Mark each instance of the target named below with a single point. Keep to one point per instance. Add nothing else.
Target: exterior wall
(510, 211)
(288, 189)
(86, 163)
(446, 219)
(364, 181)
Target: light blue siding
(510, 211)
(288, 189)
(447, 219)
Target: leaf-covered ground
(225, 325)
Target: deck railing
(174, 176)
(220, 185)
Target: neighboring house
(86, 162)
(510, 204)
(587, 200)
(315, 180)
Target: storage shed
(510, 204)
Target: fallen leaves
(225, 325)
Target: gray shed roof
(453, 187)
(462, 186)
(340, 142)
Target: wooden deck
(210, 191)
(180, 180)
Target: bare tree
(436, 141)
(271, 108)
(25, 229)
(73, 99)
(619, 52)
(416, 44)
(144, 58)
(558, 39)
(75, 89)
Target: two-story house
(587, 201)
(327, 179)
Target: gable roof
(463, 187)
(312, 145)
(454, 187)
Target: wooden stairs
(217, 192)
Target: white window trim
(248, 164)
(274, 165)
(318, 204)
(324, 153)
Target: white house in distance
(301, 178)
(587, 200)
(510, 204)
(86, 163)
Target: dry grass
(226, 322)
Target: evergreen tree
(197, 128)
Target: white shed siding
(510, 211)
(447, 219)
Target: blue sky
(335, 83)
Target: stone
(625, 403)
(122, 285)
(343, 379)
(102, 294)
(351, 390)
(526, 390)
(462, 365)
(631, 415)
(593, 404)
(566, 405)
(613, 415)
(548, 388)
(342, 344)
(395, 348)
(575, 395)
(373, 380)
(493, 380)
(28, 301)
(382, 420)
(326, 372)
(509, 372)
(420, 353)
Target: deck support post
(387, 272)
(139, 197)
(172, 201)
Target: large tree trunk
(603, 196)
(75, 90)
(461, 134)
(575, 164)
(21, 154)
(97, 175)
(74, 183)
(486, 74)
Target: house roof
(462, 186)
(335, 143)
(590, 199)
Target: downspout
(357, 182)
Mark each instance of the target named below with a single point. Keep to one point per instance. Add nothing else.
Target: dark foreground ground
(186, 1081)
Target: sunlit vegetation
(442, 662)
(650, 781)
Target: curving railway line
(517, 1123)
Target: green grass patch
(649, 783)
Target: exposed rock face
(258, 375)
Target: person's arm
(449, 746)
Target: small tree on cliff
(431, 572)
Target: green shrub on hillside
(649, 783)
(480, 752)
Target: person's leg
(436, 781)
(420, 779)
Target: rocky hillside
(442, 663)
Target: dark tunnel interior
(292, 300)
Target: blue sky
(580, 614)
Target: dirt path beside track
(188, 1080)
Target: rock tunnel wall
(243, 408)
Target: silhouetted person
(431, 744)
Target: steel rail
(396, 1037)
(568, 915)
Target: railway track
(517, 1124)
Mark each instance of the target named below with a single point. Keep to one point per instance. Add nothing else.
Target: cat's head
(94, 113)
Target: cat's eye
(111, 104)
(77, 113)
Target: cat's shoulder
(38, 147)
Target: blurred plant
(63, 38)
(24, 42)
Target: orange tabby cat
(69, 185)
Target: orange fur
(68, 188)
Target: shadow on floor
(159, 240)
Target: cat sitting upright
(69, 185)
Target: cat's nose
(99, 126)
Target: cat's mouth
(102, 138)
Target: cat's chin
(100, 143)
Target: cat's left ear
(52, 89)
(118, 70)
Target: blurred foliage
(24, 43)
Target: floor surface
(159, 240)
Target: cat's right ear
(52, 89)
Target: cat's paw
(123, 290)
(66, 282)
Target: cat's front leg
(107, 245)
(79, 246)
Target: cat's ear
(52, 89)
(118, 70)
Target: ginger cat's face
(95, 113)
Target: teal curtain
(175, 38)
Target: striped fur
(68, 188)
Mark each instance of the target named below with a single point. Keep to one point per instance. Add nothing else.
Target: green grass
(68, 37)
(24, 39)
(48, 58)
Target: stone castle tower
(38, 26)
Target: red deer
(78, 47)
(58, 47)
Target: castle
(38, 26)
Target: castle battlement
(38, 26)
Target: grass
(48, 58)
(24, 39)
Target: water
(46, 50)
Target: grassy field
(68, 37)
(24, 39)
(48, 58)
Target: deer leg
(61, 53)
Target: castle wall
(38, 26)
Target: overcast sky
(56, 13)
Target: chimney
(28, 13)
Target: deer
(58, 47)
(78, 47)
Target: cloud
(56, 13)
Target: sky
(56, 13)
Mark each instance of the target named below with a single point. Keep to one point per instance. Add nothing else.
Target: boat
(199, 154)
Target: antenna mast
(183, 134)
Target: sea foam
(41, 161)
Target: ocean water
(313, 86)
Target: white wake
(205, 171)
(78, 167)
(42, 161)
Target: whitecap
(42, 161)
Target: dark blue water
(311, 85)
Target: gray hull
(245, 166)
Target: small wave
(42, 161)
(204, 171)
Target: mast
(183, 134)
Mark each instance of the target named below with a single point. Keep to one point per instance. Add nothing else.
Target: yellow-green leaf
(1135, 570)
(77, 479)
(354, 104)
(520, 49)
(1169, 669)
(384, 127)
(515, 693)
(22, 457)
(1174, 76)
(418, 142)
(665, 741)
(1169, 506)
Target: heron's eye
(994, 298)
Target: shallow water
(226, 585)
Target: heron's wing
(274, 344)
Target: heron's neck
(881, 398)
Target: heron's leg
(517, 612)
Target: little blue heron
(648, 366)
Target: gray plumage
□ □ □
● **Task to complete**
Reproduce the listing verbatim, starting at the line that contains "Target: stone castle tower" and stopping after the last line of the listing.

● **Exercise solution**
Target: stone castle tower
(38, 26)
Target: red deer
(78, 47)
(58, 47)
Target: castle
(38, 26)
Target: castle battlement
(38, 26)
Target: grass
(48, 58)
(24, 39)
Target: water
(46, 50)
Target: grassy field
(68, 37)
(24, 39)
(48, 58)
Target: deer leg
(61, 53)
Target: castle wall
(38, 26)
Target: overcast sky
(56, 13)
Target: chimney
(28, 13)
Target: deer
(58, 47)
(78, 47)
Target: cloud
(56, 13)
Target: sky
(56, 13)
Mark each instance of the target named below with a single point. Keep to one point per instance. Add nothing else.
Target: boat
(199, 154)
Target: antenna mast
(183, 134)
Target: sea foam
(41, 161)
Target: ocean water
(313, 86)
Target: white wake
(205, 171)
(78, 167)
(42, 161)
Target: whitecap
(42, 161)
Target: dark blue water
(311, 85)
Target: gray hull
(245, 166)
Target: small wave
(42, 161)
(204, 171)
Target: mast
(183, 134)
Mark each instance of the target named below with a single point. Keep to one point per instance. Add nothing else.
Target: yellow-green leaf
(1135, 570)
(77, 479)
(354, 104)
(520, 49)
(1169, 669)
(384, 127)
(515, 693)
(22, 457)
(1174, 76)
(418, 142)
(665, 741)
(1169, 506)
Target: heron's eye
(994, 298)
Target: shallow water
(226, 585)
Target: heron's wing
(274, 344)
Target: heron's neck
(881, 398)
Target: heron's leg
(517, 612)
Target: little blue heron
(648, 366)
Target: gray plumage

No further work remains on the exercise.